Minutes of the

Minutes of the
IP Performance Metrics Session of the
Benchmarking Methodology Working Group

Reported by
Paul Love and Guy Almes

1. Overview and Agenda Bashing

The meeting was chaired by WG co-Chair Guy Almes, and was very well-attended.
This was the second IPPM session held in Europe, the first having been in
Stockholm in summer 1995.

Proposed agenda:
Charter Issues
Revised Framework Document
Early Experience with One-way Delay & Packet Loss
Revised Treno Document
Interest Talk: Raj Bansal, Nokia Research Center
Interest Talk: Martin Horneffer, Univ of Cologne

Despite making the traditional invitation to agenda bashing, there were no
changes suggested.

2. Charter Issues: Guy Almes and Jamshid Mahdavi
[slides included in proceedings]

The chair reviewed the history of the IPPM effort, beginning with an IPPM
BOF session at the Danvers (spring 1995) meeting, the inclusion of IPPM as
a separate effort within the Benchmarking Methodology working group and the
Operational Requirements Area, and progress to date.

For several reasons, it is now suggested that we reorganize as a separate
IPPM working group within the Transport Area. One reason is the increasing
awareness of the close relation between IP path performance metrics and
transport-level dynamics.

> **MATERIAL SHOWN**
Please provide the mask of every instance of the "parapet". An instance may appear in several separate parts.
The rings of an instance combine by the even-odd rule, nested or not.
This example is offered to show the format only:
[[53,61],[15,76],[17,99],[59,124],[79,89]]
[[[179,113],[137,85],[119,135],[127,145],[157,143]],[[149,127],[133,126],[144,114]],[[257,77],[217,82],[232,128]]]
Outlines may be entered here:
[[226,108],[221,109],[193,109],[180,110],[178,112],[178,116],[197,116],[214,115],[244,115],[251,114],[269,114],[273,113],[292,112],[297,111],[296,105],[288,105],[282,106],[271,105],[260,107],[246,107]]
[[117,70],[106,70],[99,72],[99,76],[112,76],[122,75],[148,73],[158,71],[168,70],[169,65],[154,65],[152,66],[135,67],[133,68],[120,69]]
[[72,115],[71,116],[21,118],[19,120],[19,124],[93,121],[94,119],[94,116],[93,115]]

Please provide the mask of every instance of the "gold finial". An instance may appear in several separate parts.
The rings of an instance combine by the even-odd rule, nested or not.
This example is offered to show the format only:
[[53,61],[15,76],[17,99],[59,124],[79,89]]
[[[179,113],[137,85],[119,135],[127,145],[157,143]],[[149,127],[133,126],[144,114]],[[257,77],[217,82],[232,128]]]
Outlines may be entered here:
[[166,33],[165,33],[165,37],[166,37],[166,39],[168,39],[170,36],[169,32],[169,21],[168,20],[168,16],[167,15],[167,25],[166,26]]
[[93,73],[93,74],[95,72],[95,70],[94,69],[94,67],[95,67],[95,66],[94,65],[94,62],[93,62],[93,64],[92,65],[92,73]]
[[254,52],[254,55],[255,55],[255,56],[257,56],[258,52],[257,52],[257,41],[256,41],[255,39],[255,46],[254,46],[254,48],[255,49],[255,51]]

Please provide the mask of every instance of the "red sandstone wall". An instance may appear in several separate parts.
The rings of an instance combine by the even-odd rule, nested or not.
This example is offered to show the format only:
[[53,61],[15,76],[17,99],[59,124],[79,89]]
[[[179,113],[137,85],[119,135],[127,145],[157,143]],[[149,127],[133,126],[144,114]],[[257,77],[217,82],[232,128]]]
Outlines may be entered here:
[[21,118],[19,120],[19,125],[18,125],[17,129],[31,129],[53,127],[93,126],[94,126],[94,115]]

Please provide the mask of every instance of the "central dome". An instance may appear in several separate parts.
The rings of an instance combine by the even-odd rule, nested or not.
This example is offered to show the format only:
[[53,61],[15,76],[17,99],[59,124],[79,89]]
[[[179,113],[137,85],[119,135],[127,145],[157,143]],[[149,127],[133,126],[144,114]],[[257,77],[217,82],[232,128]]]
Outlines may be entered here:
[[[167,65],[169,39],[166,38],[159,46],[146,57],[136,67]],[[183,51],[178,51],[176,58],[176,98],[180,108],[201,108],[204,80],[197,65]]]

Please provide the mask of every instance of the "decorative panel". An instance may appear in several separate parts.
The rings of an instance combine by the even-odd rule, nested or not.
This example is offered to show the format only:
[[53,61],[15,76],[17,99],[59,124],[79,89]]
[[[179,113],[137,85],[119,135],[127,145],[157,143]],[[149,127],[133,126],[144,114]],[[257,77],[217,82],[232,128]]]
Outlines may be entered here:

> **WHAT TO DO**
1) Translate this sentence from the IPPM meeting minutes into Spanish: "This was the second IPPM session held in Europe, the first having been in Stockholm in summer 1995."
2) Pull out every line of the records that contains the string "mask".

> **ANSWERS TO THE EXERCISES**
1) Esta fue la segunda sesión de IPPM celebrada en Europa; la primera había tenido lugar en Estocolmo en el verano de 1995.

2)
Please provide the mask of every instance of the "parapet". An instance may appear in several separate parts.
Please provide the mask of every instance of the "gold finial". An instance may appear in several separate parts.
Please provide the mask of every instance of the "red sandstone wall". An instance may appear in several separate parts.
Please provide the mask of every instance of the "central dome". An instance may appear in several separate parts.
Please provide the mask of every instance of the "decorative panel". An instance may appear in several separate parts.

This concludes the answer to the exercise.